▸ Passage choisi
Selon Helvétius, l’enfant nait vierge de toutes idées et sentiments. C’est le déterminisme par le hasard qui va le former. Ainsi, si un enfant nait dans une famille riche et bien éduquée, il aura certainement une meilleure façon de penser.

Si au contraire, un enfant nait dans une famille pauvre et inculte, il devient certainement inculte et pauvre.

Helvétius s’oppose ainsi aux idées de Diderot qui pense que l’homme est ce qu’il est du fait de sa constitution physiologique et neurologique. Ainsi, dit Diderot, si vous ouvrez le crâne d’un idiot, vous comprendrez pourquoi il est idiot.

La pensée d’Helvétius est en ce sens révolutionnaire. Il continue dans ce déterminisme par le hasard en ajoutant que l’enfant, ensuite, deviendra ce qu’il est par l’éducation qu’il recevra dans l’école, puis dans l’université, par les amis qu’il rencontrera.

Mais, Helvétius va au-delà de cet aspect éducatif et pose le problème essentiel de l’utilité de l’enseignement que l’on propose à ces mêmes enfants.

Entrées d'identification de lieux:
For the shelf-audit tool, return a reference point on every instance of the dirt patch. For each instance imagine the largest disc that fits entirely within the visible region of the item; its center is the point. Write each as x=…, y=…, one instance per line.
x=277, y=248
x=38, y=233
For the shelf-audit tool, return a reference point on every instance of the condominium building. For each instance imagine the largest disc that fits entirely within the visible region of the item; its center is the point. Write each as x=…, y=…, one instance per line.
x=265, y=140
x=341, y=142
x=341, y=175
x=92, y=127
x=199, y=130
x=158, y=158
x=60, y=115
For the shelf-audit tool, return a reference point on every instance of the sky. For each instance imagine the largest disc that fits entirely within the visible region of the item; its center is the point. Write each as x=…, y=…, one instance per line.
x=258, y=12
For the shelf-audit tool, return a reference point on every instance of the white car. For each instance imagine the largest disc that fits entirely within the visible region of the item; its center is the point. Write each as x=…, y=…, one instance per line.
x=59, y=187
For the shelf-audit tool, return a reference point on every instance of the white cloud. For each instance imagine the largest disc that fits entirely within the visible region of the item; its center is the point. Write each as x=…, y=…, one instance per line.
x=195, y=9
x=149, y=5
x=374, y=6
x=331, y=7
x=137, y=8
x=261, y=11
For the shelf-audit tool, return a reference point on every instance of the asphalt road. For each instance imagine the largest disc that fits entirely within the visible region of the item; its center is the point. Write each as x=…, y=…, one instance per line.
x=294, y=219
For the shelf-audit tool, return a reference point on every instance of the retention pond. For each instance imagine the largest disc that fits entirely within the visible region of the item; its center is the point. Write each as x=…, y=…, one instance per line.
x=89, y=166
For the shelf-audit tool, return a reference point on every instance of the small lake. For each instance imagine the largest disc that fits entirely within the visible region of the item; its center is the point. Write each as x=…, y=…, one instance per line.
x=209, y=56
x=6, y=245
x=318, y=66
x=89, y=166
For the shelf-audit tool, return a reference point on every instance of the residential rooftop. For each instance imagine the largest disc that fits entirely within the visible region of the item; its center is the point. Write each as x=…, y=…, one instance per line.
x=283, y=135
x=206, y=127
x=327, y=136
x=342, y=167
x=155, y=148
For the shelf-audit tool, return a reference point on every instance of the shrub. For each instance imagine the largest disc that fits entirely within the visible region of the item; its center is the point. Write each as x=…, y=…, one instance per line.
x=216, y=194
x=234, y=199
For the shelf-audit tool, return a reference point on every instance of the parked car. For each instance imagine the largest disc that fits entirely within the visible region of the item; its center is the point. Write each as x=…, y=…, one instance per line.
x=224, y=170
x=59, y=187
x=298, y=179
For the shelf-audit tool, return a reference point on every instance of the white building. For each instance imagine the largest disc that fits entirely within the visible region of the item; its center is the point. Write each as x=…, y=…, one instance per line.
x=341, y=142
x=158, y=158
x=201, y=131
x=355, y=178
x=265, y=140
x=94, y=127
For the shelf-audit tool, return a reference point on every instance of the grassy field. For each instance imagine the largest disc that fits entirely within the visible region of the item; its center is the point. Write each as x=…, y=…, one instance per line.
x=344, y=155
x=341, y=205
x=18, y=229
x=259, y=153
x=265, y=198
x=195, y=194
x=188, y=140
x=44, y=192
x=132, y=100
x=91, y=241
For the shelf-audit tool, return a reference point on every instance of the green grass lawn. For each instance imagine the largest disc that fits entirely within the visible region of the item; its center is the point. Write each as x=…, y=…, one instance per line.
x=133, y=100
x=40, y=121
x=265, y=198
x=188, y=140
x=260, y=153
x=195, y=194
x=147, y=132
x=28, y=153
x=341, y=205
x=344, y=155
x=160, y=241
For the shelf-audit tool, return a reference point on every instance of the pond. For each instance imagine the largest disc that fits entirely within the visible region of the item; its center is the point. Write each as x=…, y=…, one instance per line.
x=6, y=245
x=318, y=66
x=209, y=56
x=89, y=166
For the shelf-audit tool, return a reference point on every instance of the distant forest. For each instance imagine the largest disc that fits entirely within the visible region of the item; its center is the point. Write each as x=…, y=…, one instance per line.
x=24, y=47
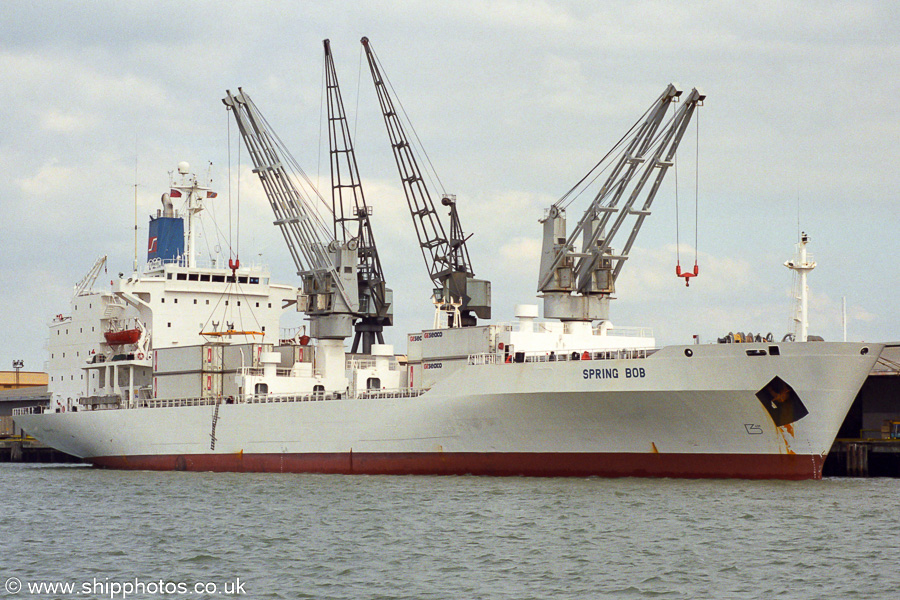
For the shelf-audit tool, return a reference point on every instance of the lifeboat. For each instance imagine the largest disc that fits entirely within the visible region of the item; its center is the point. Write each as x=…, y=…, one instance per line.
x=122, y=337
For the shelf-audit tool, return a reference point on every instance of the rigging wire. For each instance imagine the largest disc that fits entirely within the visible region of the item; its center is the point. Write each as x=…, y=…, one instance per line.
x=697, y=188
x=228, y=128
x=677, y=218
x=358, y=86
x=321, y=121
x=418, y=147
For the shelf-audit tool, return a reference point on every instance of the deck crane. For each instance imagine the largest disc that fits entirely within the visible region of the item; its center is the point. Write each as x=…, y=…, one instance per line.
x=327, y=267
x=352, y=219
x=577, y=286
x=446, y=257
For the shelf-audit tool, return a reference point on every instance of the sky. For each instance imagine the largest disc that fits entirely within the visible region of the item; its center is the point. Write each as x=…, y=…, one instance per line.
x=513, y=101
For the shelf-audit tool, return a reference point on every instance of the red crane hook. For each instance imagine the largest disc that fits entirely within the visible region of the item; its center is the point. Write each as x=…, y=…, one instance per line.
x=687, y=274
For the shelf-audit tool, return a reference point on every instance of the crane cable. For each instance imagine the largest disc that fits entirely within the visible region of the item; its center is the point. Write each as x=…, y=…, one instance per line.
x=686, y=274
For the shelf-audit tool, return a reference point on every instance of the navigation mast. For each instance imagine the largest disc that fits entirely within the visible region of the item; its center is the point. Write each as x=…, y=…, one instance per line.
x=578, y=285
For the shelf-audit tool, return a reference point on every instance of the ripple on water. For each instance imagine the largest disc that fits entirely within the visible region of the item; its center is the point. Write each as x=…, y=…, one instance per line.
x=320, y=536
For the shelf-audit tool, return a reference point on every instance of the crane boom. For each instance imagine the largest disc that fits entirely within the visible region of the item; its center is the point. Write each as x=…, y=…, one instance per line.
x=352, y=217
x=578, y=285
x=87, y=282
x=446, y=257
x=327, y=267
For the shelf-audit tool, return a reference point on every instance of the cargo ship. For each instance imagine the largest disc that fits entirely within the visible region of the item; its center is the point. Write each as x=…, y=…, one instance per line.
x=205, y=379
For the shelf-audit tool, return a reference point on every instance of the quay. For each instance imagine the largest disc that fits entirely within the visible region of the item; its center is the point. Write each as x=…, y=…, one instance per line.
x=868, y=442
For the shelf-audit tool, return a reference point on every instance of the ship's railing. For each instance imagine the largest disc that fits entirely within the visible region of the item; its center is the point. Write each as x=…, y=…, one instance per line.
x=563, y=356
x=483, y=359
x=359, y=364
x=552, y=327
x=279, y=398
x=645, y=332
x=260, y=371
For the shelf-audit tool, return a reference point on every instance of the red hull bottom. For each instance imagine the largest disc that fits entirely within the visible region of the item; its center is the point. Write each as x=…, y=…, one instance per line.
x=550, y=464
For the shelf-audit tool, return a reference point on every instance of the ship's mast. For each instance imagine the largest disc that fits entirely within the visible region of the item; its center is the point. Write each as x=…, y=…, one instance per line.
x=802, y=264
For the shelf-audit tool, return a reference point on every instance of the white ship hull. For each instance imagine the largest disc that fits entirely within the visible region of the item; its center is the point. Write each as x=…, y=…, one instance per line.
x=669, y=414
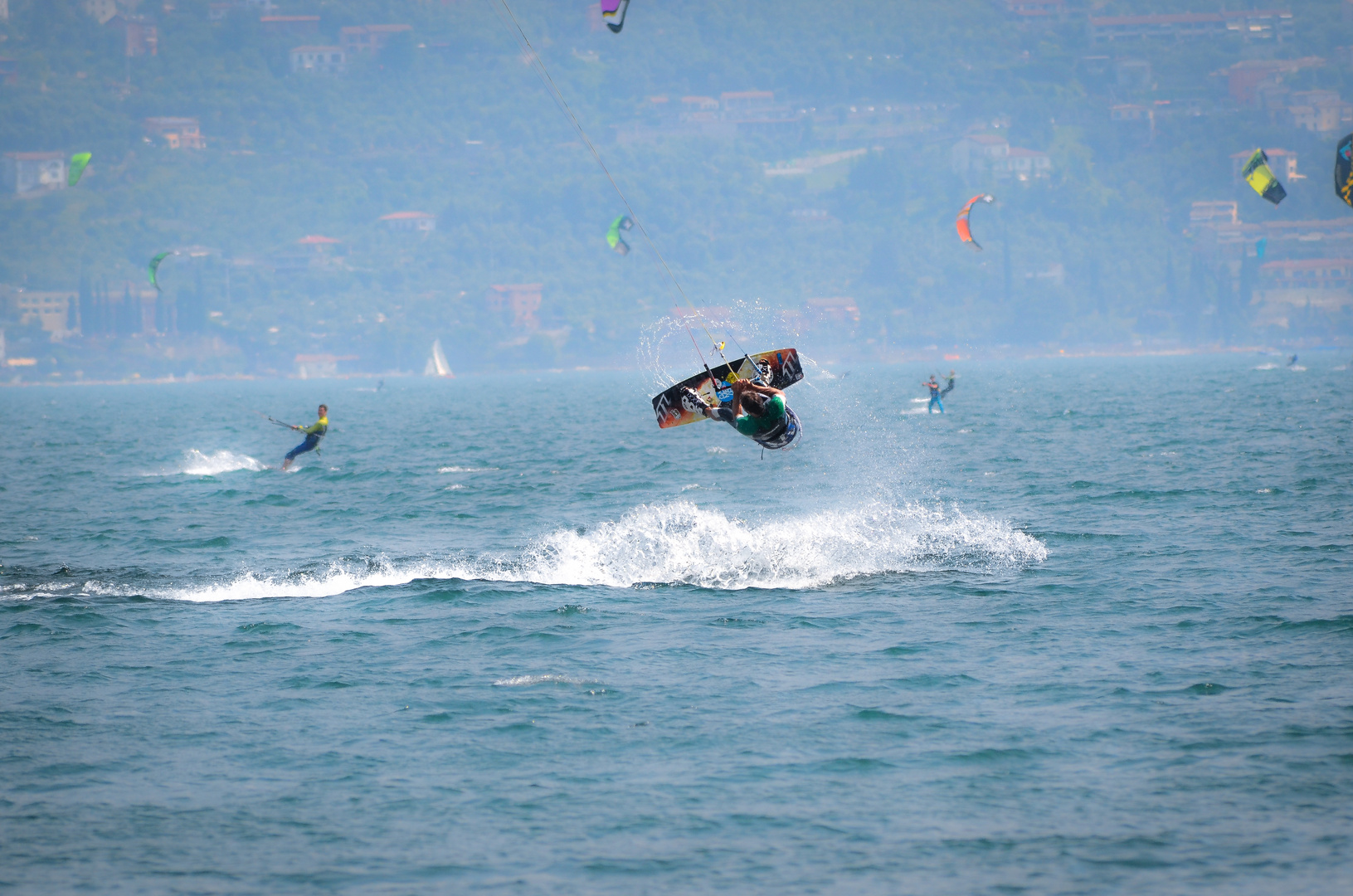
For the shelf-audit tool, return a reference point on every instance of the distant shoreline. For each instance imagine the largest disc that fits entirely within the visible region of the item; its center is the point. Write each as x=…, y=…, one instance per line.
x=903, y=358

▸ Exercices à faire
a: Transcrivez fidèlement le passage sur Helvétius, de « La pensée d’Helvétius » jusqu'à « ces mêmes enfants. ».
b: D'après le passage sur Helvétius, à quoi Diderot attribue-t-il le fait que l'homme est ce qu'il est ?
c: Prolongez le texte sur la pensée d'Helvétius au-delà de sa dernière phrase.

▸ Résultats finaux
a:
La pensée d’Helvétius est en ce sens révolutionnaire. Il continue dans ce déterminisme par le hasard en ajoutant que l’enfant, ensuite, deviendra ce qu’il est par l’éducation qu’il recevra dans l’école, puis dans l’université, par les amis qu’il rencontrera.

Mais, Helvétius va au-delà de cet aspect éducatif et pose le problème essentiel de l’utilité de l’enseignement que l’on propose à ces mêmes enfants.

b: À sa constitution physiologique et neurologique.

c:
Fallait-il enseigner le latin et le grec ?

Pourquoi inculquer à un enfant qu’il doit être vertueux, et lui dire d’être le contraire quand il devient adulte ?

Helvétius rejoint quelque part les idées de Jean-Jacques Rousseau, il propose un enseignement basé sur l’apprentissage des choses utiles.

Cependant, Helvétius ne pousse pas le raisonnement jusqu’à proposer un utilitarisme pur et dur comme le fera par la suite Jeremy Bentham.

Les idées d’Helvétius seront déterminantes dans la pensée de Bentham concernant sa conception de l’univers carcéral qui est avant tout à visée préventive et non pas à visée de châtiment.

De même, ses idées seront déterminantes dans sa conception de l’école chrestomathie. Nous aurons l’occasion de revoir ces points précis.

Bentham avec son frère va entamer un voyage à travers l’Europe qui les mènera en Russie où il est sidéré par le manque de rigueur des agriculteurs et des ouvriers russes. Il fera de même connaissance du système pénitentiaire russe. Certains disent que c’est là qu’il va trouver le modèle de son panoptique.

Lorsqu’il est de nouveau en Angleterre, il réfléchit à un système de prison modèle. L’architecture de cette prise est faite de telle façon qu’un seul gardien surveille tous les prisonniers. Il est en plein concept utilitaire, puisqu’il voudrait que l’on puisse, avec le minimum de personnel, faire le maximum d’efficacité. Le panoptique.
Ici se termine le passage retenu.